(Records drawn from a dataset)
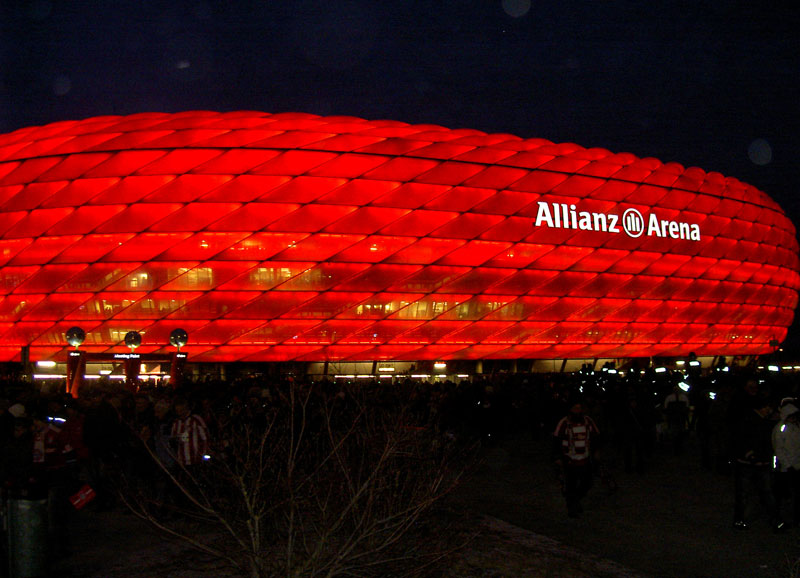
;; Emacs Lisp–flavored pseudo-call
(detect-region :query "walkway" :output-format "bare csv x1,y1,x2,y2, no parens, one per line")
448,433,800,577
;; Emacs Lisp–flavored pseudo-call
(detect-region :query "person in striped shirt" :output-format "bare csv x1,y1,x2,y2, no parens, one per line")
553,400,601,517
170,397,210,468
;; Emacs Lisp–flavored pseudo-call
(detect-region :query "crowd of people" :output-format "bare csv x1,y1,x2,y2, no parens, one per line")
543,364,800,529
0,361,797,567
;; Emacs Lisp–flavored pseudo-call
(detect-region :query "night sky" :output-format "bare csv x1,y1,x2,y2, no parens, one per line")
1,0,799,347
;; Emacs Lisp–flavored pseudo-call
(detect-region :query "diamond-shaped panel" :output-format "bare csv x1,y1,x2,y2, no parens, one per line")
0,111,796,362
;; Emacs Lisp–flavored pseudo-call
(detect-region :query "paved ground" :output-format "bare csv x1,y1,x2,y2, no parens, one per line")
47,433,800,577
447,433,800,578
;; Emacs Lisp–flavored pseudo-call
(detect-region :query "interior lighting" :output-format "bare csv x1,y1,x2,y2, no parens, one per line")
33,374,67,379
678,382,690,392
434,362,447,370
655,367,667,373
768,365,780,372
36,360,56,368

# [WHAT TO DO]
Apart from the pictures, which are to be omitted, every record must be transcribed exactly.

# [YOUR RESPONSE]
;; Emacs Lisp–flavored pseudo-call
(detect-region :query "walkway" :output-format "bare csv x1,y1,x2,y2, no parens, one per line")
448,433,800,577
;; Emacs Lisp–flavored pseudo-call
(detect-region :query "person in striped shirt" :output-format "bare csv x1,y1,x2,y2, no parens, one per line")
553,400,601,517
170,397,210,468
;; Emacs Lisp–flavored pseudo-call
(detect-region :query "crowd of people" :output-format "bare csv x1,y1,x2,y2, no parens, one per line")
543,364,800,529
0,361,797,567
;; Emacs Lisp–flavored pseudo-call
(detect-region :query "night sky" :output-format "bare csv x1,y1,x2,y2, no parens, one per line")
1,0,799,347
;; Emacs Lisp–flavored pseudo-call
(detect-region :query "diamond-shaped panel" :output-format "bare csv x1,y1,x2,y2, no parens, one per line")
0,111,796,362
;; Emacs Lisp–flavored pseudo-call
(detect-region :query "paved ground" :output-format "bare csv x1,y1,x2,y2, no parens, one per line")
47,433,800,577
447,433,800,578
;; Emacs Lisp–flavored pseudo-call
(detect-region :query "interior lighting" :output-format "bare csv x1,y1,x2,y2, no parens, one per line")
33,374,67,379
678,382,690,392
434,362,447,370
655,367,667,373
768,365,780,372
36,360,56,368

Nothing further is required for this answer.